TASK ITEM A:
Quote the listing from its first line through the line containing "rough mask: <svg", with both of those lines included.

GIVEN PASSAGE:
####
Updated at 9:04 a.m. ET on December 10, 2021
When Joe Biden convened his virtual Summit for Democracy today, Narendra Modi was among the attendees. The Indian prime minister is the steward of the world’s largest democracy. Any conversation about global democratic decline, and what can be done to reverse it, would be incomplete without his participation.
Modi’s involvement in the summit nevertheless looks odd—even awkward—considering the role that he has played in precipitating democratic decline. Since coming to power in 2014, Modi has overseen a steady transformation of India from the secular democracy envisioned by its founders into a majoritarian, Hindu-nationalist state—one that demonizes its minority groups, undermines civil liberties, and crushes dissent. The democracy watchdog Freedom House took this deterioration into account when it downgraded India to a “partly free” country earlier this year. Although some democratic indexes have begun to label India a “flawed democracy,” others no longer consider the country to be a democracy at all.
Democratic backsliding of this kind can often be gradual and multifaceted. Perhaps no one better exemplifies what is happening in India today than Rana Ayyub. The award-winning investigative journalist, author, and bugbear of Modi’s ruling Bharatiya Janata Party has emerged as one of the chief chroniclers of India’s democratic decline in the international press; her work has appeared on the cover of Time and she writes frequent columns for The Washington Post. Ayyub’s journalism has earned her plaudits for resilience and courage, and it has also subjected her to a torrent of online abuse, including doxing and death threats. Recently, she has been charged with numerous criminal complaints that she says are designed to intimidate her into silence.
To her detractors, Ayyub is nothing more than an activist defaming India’s image on the world stage. To her supporters, she is a rare voice speaking truth to power in a media environment prone to self-censorship. But Ayyub represents more than just a bellwether for press freedom in the country. As a journalist, a Muslim, and a vocal critic of the government’s Hindu-nationalist agenda, she represents many of the identities that are no longer tolerated in Modi’s India today. Hers is a story of what her country is becoming, and of what it stands to lose.
####
DATA RECORDS:
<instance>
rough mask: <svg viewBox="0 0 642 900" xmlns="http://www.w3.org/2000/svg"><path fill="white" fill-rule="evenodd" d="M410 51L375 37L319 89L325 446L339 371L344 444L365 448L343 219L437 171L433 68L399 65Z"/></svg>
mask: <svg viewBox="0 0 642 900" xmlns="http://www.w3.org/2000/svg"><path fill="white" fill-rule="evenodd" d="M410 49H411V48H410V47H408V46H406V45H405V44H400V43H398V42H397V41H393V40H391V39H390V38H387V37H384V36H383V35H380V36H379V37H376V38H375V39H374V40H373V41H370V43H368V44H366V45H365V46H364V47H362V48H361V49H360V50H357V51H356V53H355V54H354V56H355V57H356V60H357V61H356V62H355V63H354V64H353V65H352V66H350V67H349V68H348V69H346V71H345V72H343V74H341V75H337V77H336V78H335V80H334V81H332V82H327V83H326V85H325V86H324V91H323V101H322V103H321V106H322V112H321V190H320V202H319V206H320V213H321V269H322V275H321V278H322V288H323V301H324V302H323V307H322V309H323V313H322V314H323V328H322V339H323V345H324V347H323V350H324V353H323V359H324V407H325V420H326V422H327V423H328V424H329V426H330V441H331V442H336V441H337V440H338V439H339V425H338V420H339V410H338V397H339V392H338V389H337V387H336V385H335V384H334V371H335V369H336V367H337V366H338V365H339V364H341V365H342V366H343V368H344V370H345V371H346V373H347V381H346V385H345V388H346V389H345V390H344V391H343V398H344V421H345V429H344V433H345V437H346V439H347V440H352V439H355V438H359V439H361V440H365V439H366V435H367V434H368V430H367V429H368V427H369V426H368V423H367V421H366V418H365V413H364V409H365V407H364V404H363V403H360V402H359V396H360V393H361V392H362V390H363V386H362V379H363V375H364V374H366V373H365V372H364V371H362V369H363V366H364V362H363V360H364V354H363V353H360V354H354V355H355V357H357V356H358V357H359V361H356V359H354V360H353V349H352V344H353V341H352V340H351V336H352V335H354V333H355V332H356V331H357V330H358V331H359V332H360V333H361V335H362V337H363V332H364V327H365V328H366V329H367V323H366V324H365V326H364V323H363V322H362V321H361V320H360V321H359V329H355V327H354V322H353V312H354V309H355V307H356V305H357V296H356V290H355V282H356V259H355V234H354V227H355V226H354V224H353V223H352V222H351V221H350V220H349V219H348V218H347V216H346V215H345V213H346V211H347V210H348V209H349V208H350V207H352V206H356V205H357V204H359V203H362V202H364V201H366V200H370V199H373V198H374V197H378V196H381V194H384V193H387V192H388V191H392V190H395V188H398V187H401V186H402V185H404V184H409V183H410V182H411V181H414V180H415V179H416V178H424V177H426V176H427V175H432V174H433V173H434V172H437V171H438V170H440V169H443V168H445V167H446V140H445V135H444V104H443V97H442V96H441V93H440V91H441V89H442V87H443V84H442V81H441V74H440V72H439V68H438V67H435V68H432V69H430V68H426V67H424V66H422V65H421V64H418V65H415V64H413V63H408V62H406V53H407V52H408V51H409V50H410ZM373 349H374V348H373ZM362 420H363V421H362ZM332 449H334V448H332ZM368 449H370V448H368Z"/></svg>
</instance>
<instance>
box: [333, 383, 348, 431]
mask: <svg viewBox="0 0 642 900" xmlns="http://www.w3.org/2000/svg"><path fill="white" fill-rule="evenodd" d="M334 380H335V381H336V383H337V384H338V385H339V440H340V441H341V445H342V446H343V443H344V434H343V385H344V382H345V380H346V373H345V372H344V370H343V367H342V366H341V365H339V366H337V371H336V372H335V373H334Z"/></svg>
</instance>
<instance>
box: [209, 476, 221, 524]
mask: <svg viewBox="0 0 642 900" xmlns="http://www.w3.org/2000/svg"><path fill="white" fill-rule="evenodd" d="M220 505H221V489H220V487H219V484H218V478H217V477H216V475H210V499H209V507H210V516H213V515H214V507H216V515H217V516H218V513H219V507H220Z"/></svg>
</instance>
####
TASK ITEM B:
Print the full passage on India's democratic decline under Modi, word for word.

ANSWER SPACE A:
<instance>
rough mask: <svg viewBox="0 0 642 900" xmlns="http://www.w3.org/2000/svg"><path fill="white" fill-rule="evenodd" d="M410 51L375 37L319 89L325 446L339 371L344 444L365 448L343 219L437 171L433 68L399 65Z"/></svg>

ANSWER SPACE B:
Updated at 9:04 a.m. ET on December 10, 2021
When Joe Biden convened his virtual Summit for Democracy today, Narendra Modi was among the attendees. The Indian prime minister is the steward of the world’s largest democracy. Any conversation about global democratic decline, and what can be done to reverse it, would be incomplete without his participation.
Modi’s involvement in the summit nevertheless looks odd—even awkward—considering the role that he has played in precipitating democratic decline. Since coming to power in 2014, Modi has overseen a steady transformation of India from the secular democracy envisioned by its founders into a majoritarian, Hindu-nationalist state—one that demonizes its minority groups, undermines civil liberties, and crushes dissent. The democracy watchdog Freedom House took this deterioration into account when it downgraded India to a “partly free” country earlier this year. Although some democratic indexes have begun to label India a “flawed democracy,” others no longer consider the country to be a democracy at all.
Democratic backsliding of this kind can often be gradual and multifaceted. Perhaps no one better exemplifies what is happening in India today than Rana Ayyub. The award-winning investigative journalist, author, and bugbear of Modi’s ruling Bharatiya Janata Party has emerged as one of the chief chroniclers of India’s democratic decline in the international press; her work has appeared on the cover of Time and she writes frequent columns for The Washington Post. Ayyub’s journalism has earned her plaudits for resilience and courage, and it has also subjected her to a torrent of online abuse, including doxing and death threats. Recently, she has been charged with numerous criminal complaints that she says are designed to intimidate her into silence.
To her detractors, Ayyub is nothing more than an activist defaming India’s image on the world stage. To her supporters, she is a rare voice speaking truth to power in a media environment prone to self-censorship. But Ayyub represents more than just a bellwether for press freedom in the country. As a journalist, a Muslim, and a vocal critic of the government’s Hindu-nationalist agenda, she represents many of the identities that are no longer tolerated in Modi’s India today. Hers is a story of what her country is becoming, and of what it stands to lose.